===== Text provided
Giovanni Lajolo (born 3 January 1935 in Novara, Italy) is a cardinal and former president of the Pontifical Commission for Vatican City State and president of the Governatorate of Vatican City State.

Early life and ordination
He studied at the Seminary of Novara, the Pontifical Roman Seminary, and the Pontifical Gregorian University where he earned a licentiate in philosophy in 1955 and a licentiate in theology in 1959. He was ordained a priest on 29 April 1960. He entered the University of Munich where he studied for a doctorate in canon law which he was awarded in 1965. Then in 1965 he entered the elite Pontifical Ecclesiastical Academy to study diplomacy, leaving in 1968.

Secretariat of State
He entered the service of the Secretariat of State in 1970. He worked in the nunciature in Germany collaborating with Corrado Bafile, future cardinal, from 1970 to November 1974. He was a staff member of the Council for Public Affairs of the Church from November 1974. He was named counselor of nunciature on 1 January 1983. He closely followed the negotiations that led to the signing, in 1984, of the revision of the concordat between Italy and Holy See.

Bishop
On 3 October 1988, Lajolo was appointed Secretary of the Administration of the Patrimony of the Apostolic See and Titular Archbishop of Caesariana by Pope John Paul II. He received his episcopal consecration on 6 January 1989 from John Paul himself, with archbishops Edward Idris Cassidy and José Tomás Sánchez serving as co-consecrators, in St. Peter's Basilica. Lajolo was later named Nuncio to Germany on 7 December 1995, and Secretary for Relations with States on 7 October 2003. As Secretary, he served as the foreign minister of the Vatican.

Secretary for Relations with States
He served as the Secretary for Relations with States in the Secretariat of State, or foreign minister of the Holy See, from 2003 until his appointment as president in 2006. He speaks Italian, German, English and French.

At a 2004 conference Archbishop Lajolo said that perfect religious freedom does not exist in any country in the world. "Even in states in which the right to religious freedom is taken very seriously," he said, perfection is missing, often because a concern for church-state separation leads to penalising religious activity in the public sphere. He went on to say he said, government and taxation policies may limit the rights of parents to choose a religious education for their children or may penalise the charitable work of the church by not recognising its nonprofit status. Attempts to ban religiously motivated positions from public policy debates are also infringements on religious freedom, he said. Archbishop Lajolo and other speakers at the conference also voiced concern about the increasing threats to Christians in Iraq and in other countries with a Muslim majority following the U.S.-led invasion of Iraq.

In 2005 Archbishop Lajolo was awarded Knight Grand Cross of the Order of Merit of the Italian Republic.
==========
===== Extracted entries
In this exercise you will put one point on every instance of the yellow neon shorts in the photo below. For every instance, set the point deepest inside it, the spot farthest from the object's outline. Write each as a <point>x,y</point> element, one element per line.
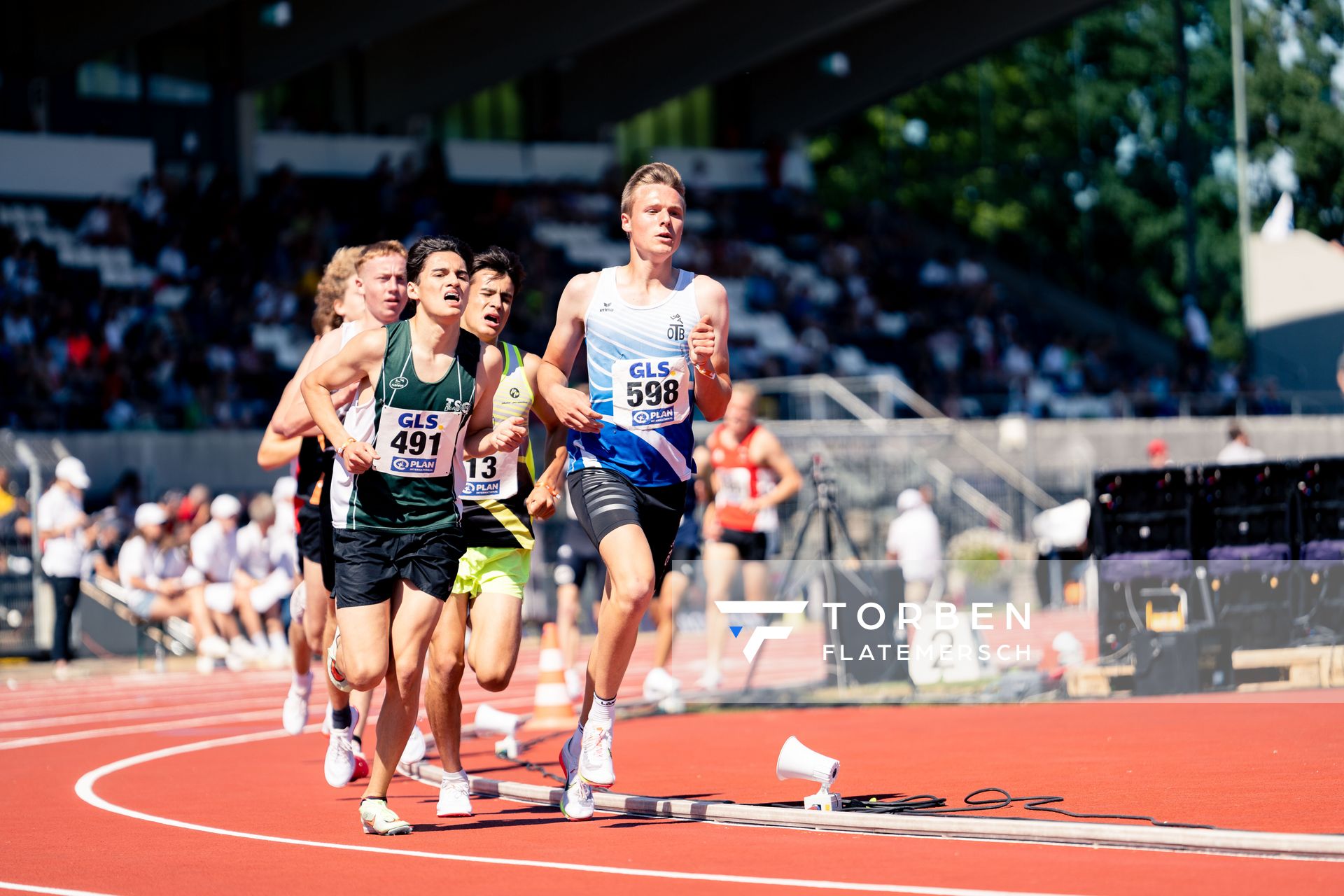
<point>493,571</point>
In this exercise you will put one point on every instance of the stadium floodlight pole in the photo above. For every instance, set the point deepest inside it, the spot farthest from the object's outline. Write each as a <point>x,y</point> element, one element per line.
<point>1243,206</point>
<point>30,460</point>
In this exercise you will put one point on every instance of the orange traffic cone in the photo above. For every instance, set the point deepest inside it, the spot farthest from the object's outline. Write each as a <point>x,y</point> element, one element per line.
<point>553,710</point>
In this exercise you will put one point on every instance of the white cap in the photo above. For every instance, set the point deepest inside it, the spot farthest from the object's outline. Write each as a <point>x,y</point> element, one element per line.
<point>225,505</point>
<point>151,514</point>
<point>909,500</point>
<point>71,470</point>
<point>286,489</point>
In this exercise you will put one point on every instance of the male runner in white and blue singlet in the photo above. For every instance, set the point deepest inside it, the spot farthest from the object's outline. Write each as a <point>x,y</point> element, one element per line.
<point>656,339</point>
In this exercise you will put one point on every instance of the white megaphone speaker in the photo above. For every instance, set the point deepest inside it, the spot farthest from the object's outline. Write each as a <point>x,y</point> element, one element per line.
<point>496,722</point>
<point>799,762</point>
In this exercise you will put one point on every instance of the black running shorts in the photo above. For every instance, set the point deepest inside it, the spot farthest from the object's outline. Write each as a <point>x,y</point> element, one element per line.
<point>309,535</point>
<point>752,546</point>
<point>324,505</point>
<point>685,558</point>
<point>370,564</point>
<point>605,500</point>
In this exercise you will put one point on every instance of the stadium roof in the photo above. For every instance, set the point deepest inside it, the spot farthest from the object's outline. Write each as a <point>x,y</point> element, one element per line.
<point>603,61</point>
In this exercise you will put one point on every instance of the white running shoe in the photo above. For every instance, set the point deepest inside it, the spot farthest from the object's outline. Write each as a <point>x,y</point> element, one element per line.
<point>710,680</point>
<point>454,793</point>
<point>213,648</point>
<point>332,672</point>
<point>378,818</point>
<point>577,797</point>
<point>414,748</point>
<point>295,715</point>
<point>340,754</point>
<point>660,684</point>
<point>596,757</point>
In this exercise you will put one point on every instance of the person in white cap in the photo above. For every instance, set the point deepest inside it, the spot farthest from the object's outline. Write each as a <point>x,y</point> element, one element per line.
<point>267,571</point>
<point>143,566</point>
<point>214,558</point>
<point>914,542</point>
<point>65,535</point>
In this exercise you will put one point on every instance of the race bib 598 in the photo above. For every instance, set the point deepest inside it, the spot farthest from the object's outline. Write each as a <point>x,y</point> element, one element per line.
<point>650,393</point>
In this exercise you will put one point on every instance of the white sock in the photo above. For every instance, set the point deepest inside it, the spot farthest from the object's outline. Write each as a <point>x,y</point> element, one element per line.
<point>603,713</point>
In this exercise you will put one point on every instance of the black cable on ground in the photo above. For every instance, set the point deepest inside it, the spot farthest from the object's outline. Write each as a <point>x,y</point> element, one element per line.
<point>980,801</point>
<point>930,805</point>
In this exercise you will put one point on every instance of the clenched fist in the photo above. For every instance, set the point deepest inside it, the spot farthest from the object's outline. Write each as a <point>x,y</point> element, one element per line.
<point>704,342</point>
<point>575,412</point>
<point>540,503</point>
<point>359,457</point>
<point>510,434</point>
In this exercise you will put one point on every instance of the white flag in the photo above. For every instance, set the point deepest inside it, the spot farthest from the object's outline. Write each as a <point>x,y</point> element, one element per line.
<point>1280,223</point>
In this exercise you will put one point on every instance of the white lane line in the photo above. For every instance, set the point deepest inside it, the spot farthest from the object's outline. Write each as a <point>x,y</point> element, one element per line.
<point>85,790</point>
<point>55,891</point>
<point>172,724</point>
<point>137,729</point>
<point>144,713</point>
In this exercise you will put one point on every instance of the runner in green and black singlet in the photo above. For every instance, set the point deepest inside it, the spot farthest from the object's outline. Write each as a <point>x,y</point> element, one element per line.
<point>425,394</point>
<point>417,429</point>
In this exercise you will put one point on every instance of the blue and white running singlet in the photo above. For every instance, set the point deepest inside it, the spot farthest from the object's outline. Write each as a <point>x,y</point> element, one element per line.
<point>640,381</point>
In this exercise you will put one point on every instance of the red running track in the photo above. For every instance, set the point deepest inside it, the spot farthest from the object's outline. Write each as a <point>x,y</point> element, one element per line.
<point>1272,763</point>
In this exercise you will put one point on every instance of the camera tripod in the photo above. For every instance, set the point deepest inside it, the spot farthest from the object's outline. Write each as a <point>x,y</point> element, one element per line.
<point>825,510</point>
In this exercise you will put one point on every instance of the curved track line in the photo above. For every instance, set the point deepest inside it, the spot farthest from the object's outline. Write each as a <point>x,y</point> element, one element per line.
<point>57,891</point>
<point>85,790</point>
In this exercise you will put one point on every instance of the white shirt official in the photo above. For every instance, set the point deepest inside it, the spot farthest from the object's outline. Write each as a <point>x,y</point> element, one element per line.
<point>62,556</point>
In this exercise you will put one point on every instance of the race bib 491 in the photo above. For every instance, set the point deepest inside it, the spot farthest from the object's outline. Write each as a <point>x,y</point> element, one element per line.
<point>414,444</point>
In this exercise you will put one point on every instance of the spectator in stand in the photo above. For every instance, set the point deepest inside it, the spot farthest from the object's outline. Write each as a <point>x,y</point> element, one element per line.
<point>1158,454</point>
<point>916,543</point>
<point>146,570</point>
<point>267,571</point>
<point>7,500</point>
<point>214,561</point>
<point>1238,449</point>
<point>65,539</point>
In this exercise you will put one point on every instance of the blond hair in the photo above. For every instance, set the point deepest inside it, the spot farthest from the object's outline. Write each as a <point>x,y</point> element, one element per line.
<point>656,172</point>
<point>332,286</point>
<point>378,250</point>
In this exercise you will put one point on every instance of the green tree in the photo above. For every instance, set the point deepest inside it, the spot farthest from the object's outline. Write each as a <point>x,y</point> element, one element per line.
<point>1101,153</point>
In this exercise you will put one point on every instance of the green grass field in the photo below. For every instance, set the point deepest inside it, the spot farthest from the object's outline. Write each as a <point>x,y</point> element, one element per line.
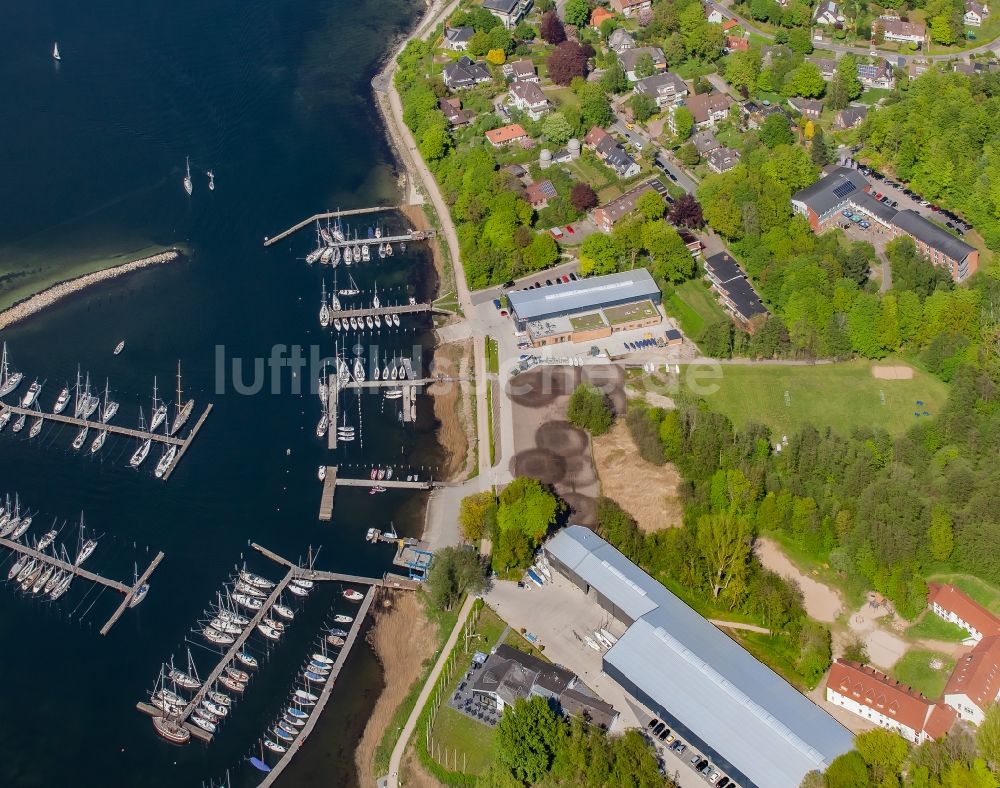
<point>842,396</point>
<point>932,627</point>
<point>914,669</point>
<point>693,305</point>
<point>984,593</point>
==========
===== Extracted entries
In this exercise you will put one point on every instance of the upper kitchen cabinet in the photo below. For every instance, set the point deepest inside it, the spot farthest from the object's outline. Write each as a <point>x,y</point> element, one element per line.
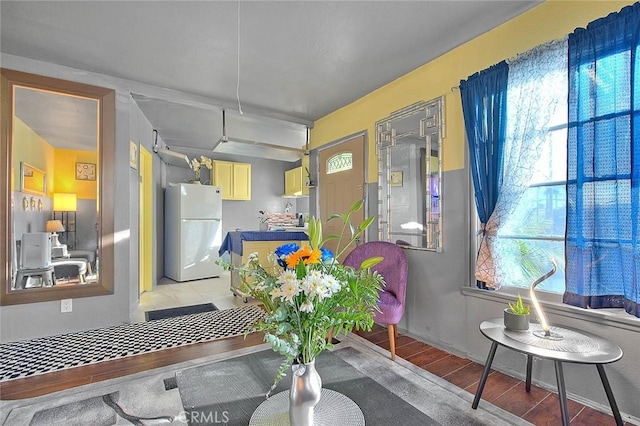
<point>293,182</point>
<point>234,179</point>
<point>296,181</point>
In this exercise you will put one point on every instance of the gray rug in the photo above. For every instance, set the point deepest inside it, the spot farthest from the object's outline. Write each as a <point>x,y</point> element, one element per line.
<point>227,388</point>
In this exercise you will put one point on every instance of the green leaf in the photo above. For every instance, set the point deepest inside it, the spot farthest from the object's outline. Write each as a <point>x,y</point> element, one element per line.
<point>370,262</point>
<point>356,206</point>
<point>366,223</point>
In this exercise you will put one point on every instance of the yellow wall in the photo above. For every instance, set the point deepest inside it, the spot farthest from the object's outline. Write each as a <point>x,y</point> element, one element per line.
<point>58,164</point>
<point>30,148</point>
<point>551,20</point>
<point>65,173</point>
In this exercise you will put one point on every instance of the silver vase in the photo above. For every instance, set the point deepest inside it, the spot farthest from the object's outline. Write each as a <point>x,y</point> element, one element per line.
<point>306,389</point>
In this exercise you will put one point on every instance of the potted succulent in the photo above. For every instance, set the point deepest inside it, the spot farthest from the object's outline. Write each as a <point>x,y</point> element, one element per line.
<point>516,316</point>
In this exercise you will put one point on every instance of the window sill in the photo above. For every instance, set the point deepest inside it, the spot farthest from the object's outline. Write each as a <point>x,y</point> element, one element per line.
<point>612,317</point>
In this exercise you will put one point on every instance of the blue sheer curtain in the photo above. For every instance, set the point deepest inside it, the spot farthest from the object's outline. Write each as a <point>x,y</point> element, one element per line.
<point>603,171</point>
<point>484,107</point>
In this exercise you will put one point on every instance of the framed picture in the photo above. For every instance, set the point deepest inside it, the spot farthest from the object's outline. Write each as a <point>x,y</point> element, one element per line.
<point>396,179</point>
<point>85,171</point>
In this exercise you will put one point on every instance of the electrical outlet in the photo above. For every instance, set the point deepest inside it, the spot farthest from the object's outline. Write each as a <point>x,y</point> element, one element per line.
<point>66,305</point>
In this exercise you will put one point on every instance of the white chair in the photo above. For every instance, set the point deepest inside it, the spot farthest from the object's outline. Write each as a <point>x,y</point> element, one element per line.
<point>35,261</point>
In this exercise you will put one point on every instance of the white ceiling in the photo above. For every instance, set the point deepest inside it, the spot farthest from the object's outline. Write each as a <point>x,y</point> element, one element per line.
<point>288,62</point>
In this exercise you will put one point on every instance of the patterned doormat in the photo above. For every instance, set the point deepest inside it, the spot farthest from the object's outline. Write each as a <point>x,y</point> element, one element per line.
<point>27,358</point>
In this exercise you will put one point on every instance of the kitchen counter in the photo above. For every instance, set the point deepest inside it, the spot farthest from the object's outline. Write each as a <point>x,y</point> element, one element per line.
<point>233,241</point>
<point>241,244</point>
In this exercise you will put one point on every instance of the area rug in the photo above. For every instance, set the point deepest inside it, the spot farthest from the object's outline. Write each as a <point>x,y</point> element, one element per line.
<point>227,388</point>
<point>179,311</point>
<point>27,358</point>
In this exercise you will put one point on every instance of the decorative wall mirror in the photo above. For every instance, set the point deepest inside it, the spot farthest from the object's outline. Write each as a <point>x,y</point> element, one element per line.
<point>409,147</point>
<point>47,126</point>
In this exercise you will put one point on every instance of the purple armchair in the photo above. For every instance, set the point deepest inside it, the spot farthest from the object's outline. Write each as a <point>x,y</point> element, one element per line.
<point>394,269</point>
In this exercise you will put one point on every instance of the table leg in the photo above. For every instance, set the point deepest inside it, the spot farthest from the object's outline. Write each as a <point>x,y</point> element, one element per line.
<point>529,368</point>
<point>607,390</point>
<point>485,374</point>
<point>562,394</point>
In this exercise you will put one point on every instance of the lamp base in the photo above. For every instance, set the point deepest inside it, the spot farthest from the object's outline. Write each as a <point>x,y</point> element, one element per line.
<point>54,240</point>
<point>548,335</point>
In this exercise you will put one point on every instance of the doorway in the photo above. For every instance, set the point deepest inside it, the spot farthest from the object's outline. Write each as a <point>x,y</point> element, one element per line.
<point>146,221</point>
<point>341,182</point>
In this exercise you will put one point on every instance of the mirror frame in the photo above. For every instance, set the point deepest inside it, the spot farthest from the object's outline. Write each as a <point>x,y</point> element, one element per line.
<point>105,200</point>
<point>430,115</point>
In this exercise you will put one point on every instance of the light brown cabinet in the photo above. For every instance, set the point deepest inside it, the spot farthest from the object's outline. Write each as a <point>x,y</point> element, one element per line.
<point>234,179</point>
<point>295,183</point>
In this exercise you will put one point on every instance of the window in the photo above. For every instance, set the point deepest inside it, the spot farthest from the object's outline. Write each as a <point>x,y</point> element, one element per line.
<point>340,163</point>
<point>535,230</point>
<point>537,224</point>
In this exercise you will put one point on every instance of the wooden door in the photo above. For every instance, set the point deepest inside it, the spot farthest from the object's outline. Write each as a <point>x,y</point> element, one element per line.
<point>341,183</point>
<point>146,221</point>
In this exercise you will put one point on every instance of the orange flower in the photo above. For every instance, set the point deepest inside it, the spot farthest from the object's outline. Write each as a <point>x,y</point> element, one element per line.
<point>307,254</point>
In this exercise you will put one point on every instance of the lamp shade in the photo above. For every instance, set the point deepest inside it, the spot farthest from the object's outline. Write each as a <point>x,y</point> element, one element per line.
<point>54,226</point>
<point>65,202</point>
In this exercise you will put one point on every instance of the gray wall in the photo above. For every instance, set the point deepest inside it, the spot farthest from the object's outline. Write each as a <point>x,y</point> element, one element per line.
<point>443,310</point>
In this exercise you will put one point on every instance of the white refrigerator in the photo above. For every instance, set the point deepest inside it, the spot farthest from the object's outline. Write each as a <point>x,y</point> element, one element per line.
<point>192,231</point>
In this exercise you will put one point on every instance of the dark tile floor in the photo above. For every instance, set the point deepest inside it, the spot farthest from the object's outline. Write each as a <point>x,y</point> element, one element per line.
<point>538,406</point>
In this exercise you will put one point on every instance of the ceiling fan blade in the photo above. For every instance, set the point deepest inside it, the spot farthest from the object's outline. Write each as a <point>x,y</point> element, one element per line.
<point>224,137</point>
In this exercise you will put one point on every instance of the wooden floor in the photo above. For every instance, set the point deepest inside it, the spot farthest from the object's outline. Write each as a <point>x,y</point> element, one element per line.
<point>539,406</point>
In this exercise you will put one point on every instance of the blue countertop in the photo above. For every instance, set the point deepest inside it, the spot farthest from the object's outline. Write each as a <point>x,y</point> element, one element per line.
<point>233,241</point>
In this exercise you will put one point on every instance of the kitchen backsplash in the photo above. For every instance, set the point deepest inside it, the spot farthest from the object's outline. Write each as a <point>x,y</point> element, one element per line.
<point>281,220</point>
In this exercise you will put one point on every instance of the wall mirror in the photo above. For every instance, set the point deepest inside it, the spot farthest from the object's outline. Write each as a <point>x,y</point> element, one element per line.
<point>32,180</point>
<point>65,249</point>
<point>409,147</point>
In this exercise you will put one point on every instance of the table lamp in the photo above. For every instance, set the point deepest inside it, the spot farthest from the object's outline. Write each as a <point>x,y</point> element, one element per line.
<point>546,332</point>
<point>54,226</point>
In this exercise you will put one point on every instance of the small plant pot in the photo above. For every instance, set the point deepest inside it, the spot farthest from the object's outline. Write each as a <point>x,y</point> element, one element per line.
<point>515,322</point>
==========
Exercise requirements:
(a) When was Giovanni Lajolo ordained a priest, according to his biography?
(b) Can you carry the biography of Giovanni Lajolo forward from its last sentence?
The items have no role here.

Exercise results:
(a) 29 April 1960.

(b)
Pontifical Commission for Vatican City State
On 22 June 2006, Lajolo was appointed President of the Pontifical Commission for Vatican City State and of the Governorate of Vatican City State by Pope Benedict XVI. In virtue of these two posts, he is delegated legislative and executive authority over the Vatican City by the pope. He was appointed Cardinal-Deacon of S. Maria Liberatrice a Monte Testaccio in the consistory of 24 November 2007.

As required by canon law he submitted his resignation to Pope Benedict having reached his 75th year in January 2010. His resignation was accepted on 3 September 2011, with Archbishop Giuseppe Bertello appointed as his successor starting on 1 October 2011.

He was one of the cardinal electors who participated in the 2013 papal conclave that selected Pope Francis.

Curial work
He was granted membership in the Congregation for Bishops, Pontifical Council for Culture, and Administration of the Patrimony of the Apostolic See (of which he had once been Secretary) on 12 June 2008. On 25 January 2010 he was appointed as a member of the Apostolic Signatura, the Church's highest court. He remained as a member of these bodies until his 80th birthday in 2015.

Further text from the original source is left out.